- **Exercise task**
Every record that follows must be duplicated exactly, with images left out.

┄┄┄┄┄┄

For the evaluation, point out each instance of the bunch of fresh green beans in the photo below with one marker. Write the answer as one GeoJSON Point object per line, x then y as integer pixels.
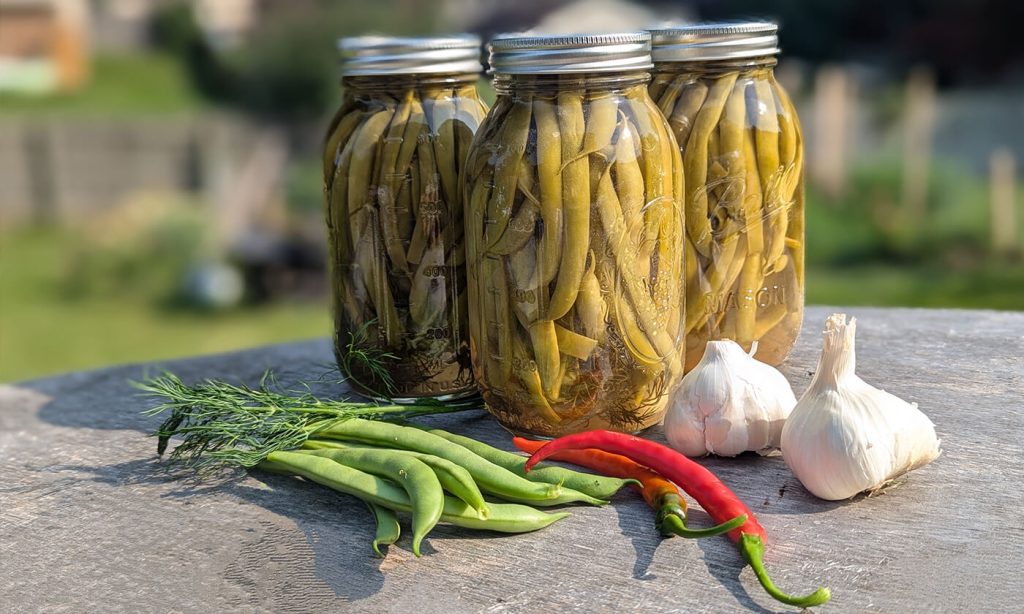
{"type": "Point", "coordinates": [400, 469]}
{"type": "Point", "coordinates": [573, 260]}
{"type": "Point", "coordinates": [742, 160]}
{"type": "Point", "coordinates": [391, 165]}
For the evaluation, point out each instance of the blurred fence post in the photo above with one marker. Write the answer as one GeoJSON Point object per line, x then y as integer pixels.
{"type": "Point", "coordinates": [38, 146]}
{"type": "Point", "coordinates": [1004, 218]}
{"type": "Point", "coordinates": [832, 121]}
{"type": "Point", "coordinates": [919, 125]}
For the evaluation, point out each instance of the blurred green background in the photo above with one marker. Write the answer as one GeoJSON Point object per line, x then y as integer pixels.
{"type": "Point", "coordinates": [160, 185]}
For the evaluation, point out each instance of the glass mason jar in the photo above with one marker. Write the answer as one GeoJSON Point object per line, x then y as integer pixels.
{"type": "Point", "coordinates": [393, 155]}
{"type": "Point", "coordinates": [743, 167]}
{"type": "Point", "coordinates": [573, 238]}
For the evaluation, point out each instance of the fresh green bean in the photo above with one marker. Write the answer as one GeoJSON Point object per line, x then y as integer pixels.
{"type": "Point", "coordinates": [418, 480]}
{"type": "Point", "coordinates": [597, 486]}
{"type": "Point", "coordinates": [453, 478]}
{"type": "Point", "coordinates": [388, 530]}
{"type": "Point", "coordinates": [489, 477]}
{"type": "Point", "coordinates": [504, 518]}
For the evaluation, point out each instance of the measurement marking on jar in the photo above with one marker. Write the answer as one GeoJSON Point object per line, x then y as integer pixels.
{"type": "Point", "coordinates": [766, 297]}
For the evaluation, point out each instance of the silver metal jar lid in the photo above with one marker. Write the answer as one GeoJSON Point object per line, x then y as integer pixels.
{"type": "Point", "coordinates": [365, 55]}
{"type": "Point", "coordinates": [715, 41]}
{"type": "Point", "coordinates": [526, 54]}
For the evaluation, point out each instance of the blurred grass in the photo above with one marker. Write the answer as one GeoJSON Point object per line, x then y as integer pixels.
{"type": "Point", "coordinates": [136, 84]}
{"type": "Point", "coordinates": [43, 331]}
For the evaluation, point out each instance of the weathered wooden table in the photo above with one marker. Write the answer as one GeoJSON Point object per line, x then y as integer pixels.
{"type": "Point", "coordinates": [89, 523]}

┄┄┄┄┄┄

- **Finished answer**
For the evaluation, point out each instance of the bunch of fresh green beans in the photo below with one marker. Write the answer as one GeoJSON Point object per line, x then y as integer pixels.
{"type": "Point", "coordinates": [400, 469]}
{"type": "Point", "coordinates": [573, 260]}
{"type": "Point", "coordinates": [742, 160]}
{"type": "Point", "coordinates": [391, 165]}
For the evaluation, point out each instance of the blurred fence post in the photo above with one marker. Write the answer as one GeoJSON Point object per line, x then y as integer pixels.
{"type": "Point", "coordinates": [38, 146]}
{"type": "Point", "coordinates": [1004, 218]}
{"type": "Point", "coordinates": [832, 121]}
{"type": "Point", "coordinates": [919, 125]}
For the evaluation, point out each instance of the blurred green background in the photo above with one marker. Write the answer as one GeoJSON Point object per line, x then y as integer pixels.
{"type": "Point", "coordinates": [160, 185]}
For the evaluation, point out each instance of the glass mason jar in the photo above with one marker. Write the answer as one GeoJSON Point object per line, x then y as integer pixels.
{"type": "Point", "coordinates": [393, 155]}
{"type": "Point", "coordinates": [743, 167]}
{"type": "Point", "coordinates": [573, 238]}
For the evaluation, point out each instance of the fresh green bean in the photo above with one marker. Write the answer as one GeoJSON Point object per line, x then y as integer pixels.
{"type": "Point", "coordinates": [418, 480]}
{"type": "Point", "coordinates": [597, 486]}
{"type": "Point", "coordinates": [453, 478]}
{"type": "Point", "coordinates": [388, 530]}
{"type": "Point", "coordinates": [489, 477]}
{"type": "Point", "coordinates": [504, 518]}
For the evaluation, point out each instance of the measurement marking on jar in the photo above with one marker. Write the answer as one GeoJSON Point object per line, x then y as integer pixels.
{"type": "Point", "coordinates": [766, 297]}
For the evaluation, point out each instance of the silver metal jar lid in the photo above with one marker. Write the answer as one GeoJSON Point object per line, x then y as integer pixels.
{"type": "Point", "coordinates": [365, 55]}
{"type": "Point", "coordinates": [715, 41]}
{"type": "Point", "coordinates": [526, 54]}
For the evaluation, point out each instance of the blurred grass in the photo above with one marker. Write the answer as one GeoJSON Point object per line, x then y as integer pixels.
{"type": "Point", "coordinates": [136, 84]}
{"type": "Point", "coordinates": [43, 331]}
For the evaluation, point out each instance of the weathered wooden table in the photo above with one marker. Write the answer as one GeoJSON Point object per line, x then y as integer pixels.
{"type": "Point", "coordinates": [89, 523]}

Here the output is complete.